*Tâches*:
#1 D'après le texte sur le Prince charmant, qu'y a-t-il toujours dans les contes de fées ?
#2 Prolongez le texte sur le Prince charmant à partir de sa dernière phrase.

======== Texte présenté

La promesse

Emmanuelle Borgnis Desbordes


Il n’existe pas une petite fille qui n’ait un jour rêvé du Prince charmant. Ce Prince, dans les contes de fées, viendrait comme par enchantement et, si l’histoire est bien écrite, viendrait capturer sa Belle avant même qu’elle ait eu le temps de réfléchir à son départ. La passion serait d’autant plus vive que le Prince surgirait à un moment inattendu et, comble, parlerait de choses que sa Belle aimerait à entendre, et qui plus est, choses jamais entendues. Dans les contes de fées, il y a toujours de la magie, des robes de princesse, des étoiles dans les yeux et du rose à l’envi.

================
======== Données enregistrées

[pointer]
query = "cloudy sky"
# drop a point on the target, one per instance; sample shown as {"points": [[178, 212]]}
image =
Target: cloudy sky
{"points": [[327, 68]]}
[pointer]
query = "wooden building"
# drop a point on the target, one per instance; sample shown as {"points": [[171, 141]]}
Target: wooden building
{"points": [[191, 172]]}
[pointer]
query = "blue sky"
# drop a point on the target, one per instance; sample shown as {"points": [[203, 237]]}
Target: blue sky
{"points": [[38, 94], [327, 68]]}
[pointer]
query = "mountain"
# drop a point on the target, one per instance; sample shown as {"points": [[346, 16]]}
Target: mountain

================

*Liste des réponses*:
#1 De la magie, des robes de princesse, des étoiles dans les yeux et du rose à l'envi.

#2
Mais avant la robe de princesse, petit retour en arrière… Il y a d’abord Cendrillon en guenille, Cendrillon en retrait, Cendrillon soumise, Cendrillon réduite aux tâches les plus ingrates. Donc pour qu’il y ait un Prince charmant, il faut nécessairement et logiquement, une jeune fille pauvre, ou du moins une jeune fille un peu abîmée par la vie, abîmée par son histoire : si elle est belle, rayonnante, rebelle à l’image des héroïnes de Sophocle, il faut d’abord qu’elle ait été souillon, salie, bafouée. La beauté, qui révèle l’être du sujet, naît d’une pauvreté qui n’est que le visage de l’humilité, dénuée de toute posture narcissique. La « femme pauvre » (Bloy) ou la « vraie femme » (Lacan) fascinent par une formidable attractivité de son être amoureux. Cette pauvreté est promesse, promesse du meilleur parce que les contes de fées des petites filles finissent toujours bien ! Ils se marièrent et eurent beaucoup d’enfants. Jamais à ce jour, nous n’avons eu connaissance de contes de fées finissant par : ils restèrent célibataires et sans enfant.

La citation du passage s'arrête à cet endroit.